(Saved data entries)
- - -

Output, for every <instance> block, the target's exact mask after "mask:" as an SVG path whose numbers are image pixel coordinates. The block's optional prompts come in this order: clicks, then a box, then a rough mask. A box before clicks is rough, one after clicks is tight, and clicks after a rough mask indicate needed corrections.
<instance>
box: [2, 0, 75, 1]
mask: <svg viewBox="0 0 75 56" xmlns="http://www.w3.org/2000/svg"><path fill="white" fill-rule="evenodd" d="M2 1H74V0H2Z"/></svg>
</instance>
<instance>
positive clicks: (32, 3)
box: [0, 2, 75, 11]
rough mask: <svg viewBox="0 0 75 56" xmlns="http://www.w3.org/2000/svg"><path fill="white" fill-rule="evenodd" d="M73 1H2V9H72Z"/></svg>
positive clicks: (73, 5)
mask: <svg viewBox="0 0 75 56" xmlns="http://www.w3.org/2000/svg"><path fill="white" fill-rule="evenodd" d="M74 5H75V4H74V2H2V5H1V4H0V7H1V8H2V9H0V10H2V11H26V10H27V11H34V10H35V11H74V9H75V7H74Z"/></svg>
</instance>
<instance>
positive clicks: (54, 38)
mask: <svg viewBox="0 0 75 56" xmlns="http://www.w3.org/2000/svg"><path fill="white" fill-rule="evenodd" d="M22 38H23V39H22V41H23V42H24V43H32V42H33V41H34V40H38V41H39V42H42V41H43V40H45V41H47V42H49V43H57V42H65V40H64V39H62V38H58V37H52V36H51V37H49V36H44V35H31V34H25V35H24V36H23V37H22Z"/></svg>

- - -

_REQUIRED ACTION_
Copy every record verbatim.

_SOLUTION_
Output, for every <instance> block, the target's exact mask after "mask:" as an SVG path whose numbers are image pixel coordinates. The block's optional prompts come in this order: clicks, then a box, then a rough mask. A box before clicks is rough, one after clicks is tight, and clicks after a rough mask indicate needed corrections.
<instance>
box: [2, 0, 75, 1]
mask: <svg viewBox="0 0 75 56" xmlns="http://www.w3.org/2000/svg"><path fill="white" fill-rule="evenodd" d="M2 1H74V0H2Z"/></svg>
</instance>
<instance>
positive clicks: (32, 3)
box: [0, 2, 75, 11]
rough mask: <svg viewBox="0 0 75 56" xmlns="http://www.w3.org/2000/svg"><path fill="white" fill-rule="evenodd" d="M73 1H2V9H72Z"/></svg>
positive clicks: (73, 5)
mask: <svg viewBox="0 0 75 56" xmlns="http://www.w3.org/2000/svg"><path fill="white" fill-rule="evenodd" d="M74 5H75V4H74V2H2V5H1V4H0V7H1V8H2V9H0V10H2V11H26V10H27V11H34V10H35V11H74V9H75V7H74Z"/></svg>
</instance>
<instance>
positive clicks: (54, 38)
mask: <svg viewBox="0 0 75 56" xmlns="http://www.w3.org/2000/svg"><path fill="white" fill-rule="evenodd" d="M22 38H23V39H22V41H23V42H24V43H32V42H33V41H34V40H38V41H39V42H42V41H43V40H45V41H47V42H49V43H57V42H65V40H64V39H62V38H58V37H52V36H51V37H49V36H44V35H31V34H25V35H24V36H23V37H22Z"/></svg>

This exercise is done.